DATA FOR THIS EXERCISE:
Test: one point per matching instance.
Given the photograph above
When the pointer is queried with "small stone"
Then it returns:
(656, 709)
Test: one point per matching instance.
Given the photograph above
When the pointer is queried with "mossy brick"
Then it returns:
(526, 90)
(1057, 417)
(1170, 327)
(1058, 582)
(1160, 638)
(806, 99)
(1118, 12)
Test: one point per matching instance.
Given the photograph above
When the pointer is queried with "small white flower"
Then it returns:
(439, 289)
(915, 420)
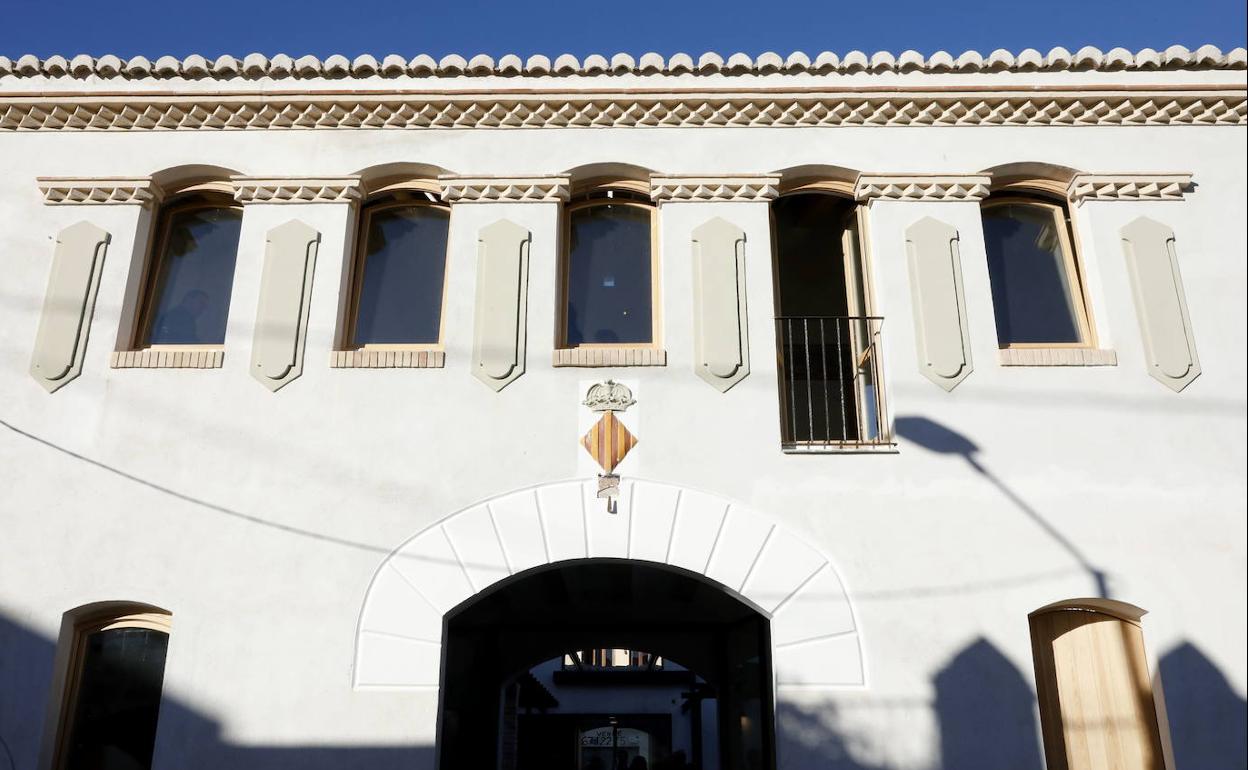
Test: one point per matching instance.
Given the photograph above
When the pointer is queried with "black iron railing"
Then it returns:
(831, 382)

EXERCISE INSTRUCTIONS:
Print all of the entries above word for word, leaving out the pictures.

THE SOLUTION:
Test: one point per matching instance.
Given the photograph above
When the pointer is queried with "small stone"
Then it returns:
(656, 709)
Test: one point per matching instance.
Given the photograph above
When the pointer is queried with "mossy brick"
Then it returns:
(526, 90)
(1057, 417)
(1170, 327)
(1058, 582)
(1160, 638)
(806, 99)
(1118, 12)
Test: one point per matching instance.
Given the photograph above
When the pointer is queried with "small white flower"
Then it returns:
(439, 289)
(915, 420)
Test: one point per matching instance.
Given the photograph above
When the pointer is queried with "black iron railing"
Then it returns:
(831, 382)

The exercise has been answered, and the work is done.